### Исходный текст

Танцы майя — хореографическое искусство мезоамериканскойцивилизации майя. На основе заметок и хроник европейцев, прибывших в Центральную Америку в XV—XVI веках, хорошо изучен поздний период развития. Более ранние доклассический и классический периоды известны по малочисленным сохранившимся традициям и по скудным находкам археологии, поэтому изучены слабо. Из-за агрессивной политики конкистадоров и католической церкви, активно уничтожавших мезоамериканскую культуру, большая часть хореографического искусства майя не дошла до наших дней[1].
Довольно часто у цивилизации майя танцы, музыка и драматическое искусство составляли единое целое. Например, постановки «Рабиналь-ачи» и «Шахох киче-винак» всегда сопровождались хореографией. Самый известный из танцев майя — школомче[1].
Танцы майя были неразрывно связаны с музыкой. Музыка майя редко была самостоятельным видом искусства, она часто сопровождала танцы и театральные представления, а также исполнялась при торжествах и официальных мероприятиях. В культуре цивилизации майя танцы занимали важное место. Европейцы, прибывшие на материк, были поражены разнообразием майяского хореографического искусства. Танцы могли исполняться как по праздникам, так и быть религиозными и просто повседневными. Часто с помощью танца майя хотели показать богам свою верность, прося от них щедрого урожая, обильных дождей или просто счастья для себя[2].
Также танец являлся мистическим общением танцоров и зрителей со сверхъестественным. Звуки барабанов, флейт, труб и других инструментов, вместе с пением, хлопаньем руками и завываниями, объединяясь с активными символическими движениями, были призваны порождать некую силу, которая побеждала злых духов [2].
Источники
Информация о танцах древних майя довольно скудна. Источниками для получения информации служат изображения на памятниках искусства и записи отдельных испанских хронистов. Некоторые майяские танцы описаны в Венском и других словарях майя. Часть информации можно встретить у Ланды и других испанских хронистов. Кроме того, майя оставили на росписях изображения своих танцев. Среди наиболее известных источников — чаша из Вашактуна и росписи Бонампака[1].
Изучив первый тип источника, можно выявить наличие определённых канонов — строгой последовательности поз, иногда очень сложных в исполнении, линий и экспрессии. Точность жестов руками была не менее важным элементом[3]. Исполнители танца, или ahtzublal на майяском, наряжались в пышные костюмы, маски, имели украшения и атрибуты.
Тольтекское доминирование повлекло за собой появление некоторых их танцев у майя[4]. Например, в язык майя из языка нахуатль перешли танцевальные термины[5]. Медные колокольчики в качестве необходимого атрибута в танцах — именно тольтекская традиция[6][1].

######

__Что требуется__: Перепишите без изменений фрагмент текста о танцах майя: всё от слов «Довольно часто у» и вниз до слов «майя — школомче[1].» включительно.

### Извлечённые записи

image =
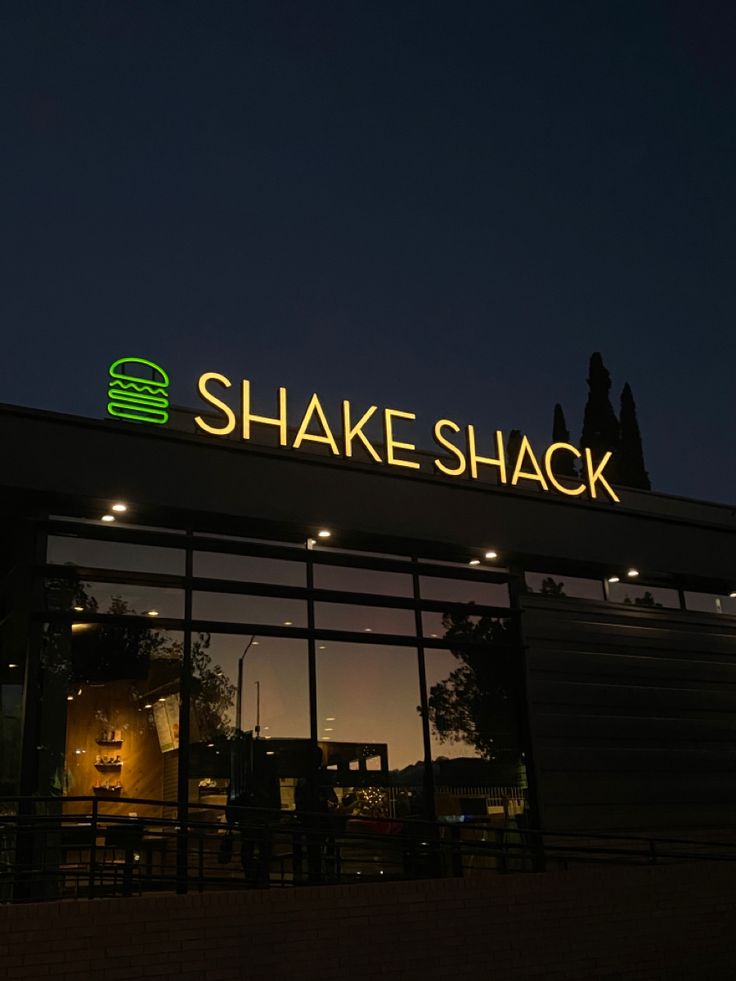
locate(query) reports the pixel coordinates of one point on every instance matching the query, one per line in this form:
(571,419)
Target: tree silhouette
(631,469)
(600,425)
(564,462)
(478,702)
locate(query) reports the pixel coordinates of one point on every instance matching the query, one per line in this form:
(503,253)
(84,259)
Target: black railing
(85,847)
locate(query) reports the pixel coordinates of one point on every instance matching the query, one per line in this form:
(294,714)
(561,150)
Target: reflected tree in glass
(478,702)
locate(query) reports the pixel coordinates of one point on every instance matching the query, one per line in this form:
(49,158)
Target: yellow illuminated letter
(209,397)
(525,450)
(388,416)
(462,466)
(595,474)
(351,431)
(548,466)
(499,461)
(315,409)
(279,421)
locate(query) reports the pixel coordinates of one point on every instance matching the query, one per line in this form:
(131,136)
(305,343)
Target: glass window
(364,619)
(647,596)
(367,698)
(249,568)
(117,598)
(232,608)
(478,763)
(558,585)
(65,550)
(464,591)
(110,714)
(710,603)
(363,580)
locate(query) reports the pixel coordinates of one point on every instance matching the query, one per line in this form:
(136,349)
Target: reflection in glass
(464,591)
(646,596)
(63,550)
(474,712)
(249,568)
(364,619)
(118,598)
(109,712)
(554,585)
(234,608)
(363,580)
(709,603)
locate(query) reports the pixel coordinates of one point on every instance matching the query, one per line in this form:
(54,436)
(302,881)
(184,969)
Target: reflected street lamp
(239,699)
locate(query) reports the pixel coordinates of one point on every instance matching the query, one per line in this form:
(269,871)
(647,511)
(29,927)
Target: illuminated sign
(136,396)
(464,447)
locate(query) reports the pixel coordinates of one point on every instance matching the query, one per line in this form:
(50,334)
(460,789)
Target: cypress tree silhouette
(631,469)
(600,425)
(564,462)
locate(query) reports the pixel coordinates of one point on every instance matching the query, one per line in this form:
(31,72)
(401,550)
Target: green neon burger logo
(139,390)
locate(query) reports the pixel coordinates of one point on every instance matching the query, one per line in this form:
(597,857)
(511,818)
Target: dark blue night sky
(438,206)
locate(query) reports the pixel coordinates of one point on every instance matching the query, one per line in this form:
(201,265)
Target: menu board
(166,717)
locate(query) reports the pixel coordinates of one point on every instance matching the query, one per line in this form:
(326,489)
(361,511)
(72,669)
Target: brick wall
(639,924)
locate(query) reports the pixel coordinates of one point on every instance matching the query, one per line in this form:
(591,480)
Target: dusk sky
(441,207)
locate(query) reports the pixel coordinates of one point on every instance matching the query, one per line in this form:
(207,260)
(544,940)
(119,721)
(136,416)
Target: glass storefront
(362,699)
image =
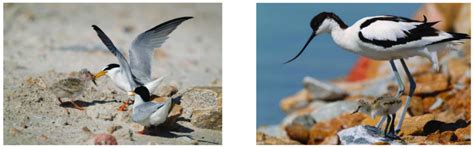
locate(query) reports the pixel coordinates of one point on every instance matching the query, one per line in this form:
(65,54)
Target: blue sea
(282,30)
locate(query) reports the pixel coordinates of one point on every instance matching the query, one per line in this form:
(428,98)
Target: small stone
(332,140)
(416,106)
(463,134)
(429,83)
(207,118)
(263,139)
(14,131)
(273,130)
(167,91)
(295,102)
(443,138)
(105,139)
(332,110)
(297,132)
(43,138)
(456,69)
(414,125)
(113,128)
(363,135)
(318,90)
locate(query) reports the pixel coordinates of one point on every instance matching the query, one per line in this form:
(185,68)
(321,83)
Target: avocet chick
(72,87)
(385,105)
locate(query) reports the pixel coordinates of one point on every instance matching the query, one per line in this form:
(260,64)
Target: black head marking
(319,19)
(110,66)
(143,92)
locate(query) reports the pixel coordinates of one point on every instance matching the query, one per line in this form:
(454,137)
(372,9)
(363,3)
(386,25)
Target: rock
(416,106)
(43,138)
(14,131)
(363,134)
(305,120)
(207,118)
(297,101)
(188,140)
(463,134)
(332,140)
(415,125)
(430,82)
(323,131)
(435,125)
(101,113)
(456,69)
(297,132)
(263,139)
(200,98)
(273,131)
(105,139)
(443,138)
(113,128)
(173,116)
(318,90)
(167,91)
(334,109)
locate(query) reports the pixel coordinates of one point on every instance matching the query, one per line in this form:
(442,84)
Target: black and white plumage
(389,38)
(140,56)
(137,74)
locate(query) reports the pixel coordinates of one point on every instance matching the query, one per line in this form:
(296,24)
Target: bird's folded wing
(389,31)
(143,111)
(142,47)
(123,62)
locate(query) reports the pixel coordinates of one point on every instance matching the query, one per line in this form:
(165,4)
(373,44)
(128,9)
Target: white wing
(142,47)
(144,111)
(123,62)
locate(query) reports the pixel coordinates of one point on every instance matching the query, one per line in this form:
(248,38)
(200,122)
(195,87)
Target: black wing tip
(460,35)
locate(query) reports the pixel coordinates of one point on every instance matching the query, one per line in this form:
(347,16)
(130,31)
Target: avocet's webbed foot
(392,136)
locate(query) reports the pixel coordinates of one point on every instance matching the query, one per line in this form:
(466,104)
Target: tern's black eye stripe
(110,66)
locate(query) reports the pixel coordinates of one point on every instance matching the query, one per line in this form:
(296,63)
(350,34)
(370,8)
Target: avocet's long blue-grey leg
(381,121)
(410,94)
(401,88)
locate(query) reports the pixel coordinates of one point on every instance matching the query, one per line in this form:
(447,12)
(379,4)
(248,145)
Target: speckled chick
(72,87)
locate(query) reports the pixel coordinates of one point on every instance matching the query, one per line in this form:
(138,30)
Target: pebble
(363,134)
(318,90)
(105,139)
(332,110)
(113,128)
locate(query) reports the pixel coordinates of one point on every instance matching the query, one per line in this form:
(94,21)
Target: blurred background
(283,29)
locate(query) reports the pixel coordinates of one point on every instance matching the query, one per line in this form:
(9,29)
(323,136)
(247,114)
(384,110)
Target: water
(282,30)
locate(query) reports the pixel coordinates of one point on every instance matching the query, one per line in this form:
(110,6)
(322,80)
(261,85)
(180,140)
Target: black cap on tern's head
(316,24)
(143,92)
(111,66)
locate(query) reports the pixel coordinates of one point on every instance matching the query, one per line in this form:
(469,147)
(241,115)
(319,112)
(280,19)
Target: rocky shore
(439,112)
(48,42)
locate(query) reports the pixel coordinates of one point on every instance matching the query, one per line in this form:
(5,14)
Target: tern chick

######

__Результат выполнения__:
Довольно часто у цивилизации майя танцы, музыка и драматическое искусство составляли единое целое. Например, постановки «Рабиналь-ачи» и «Шахох киче-винак» всегда сопровождались хореографией. Самый известный из танцев майя — школомче[1].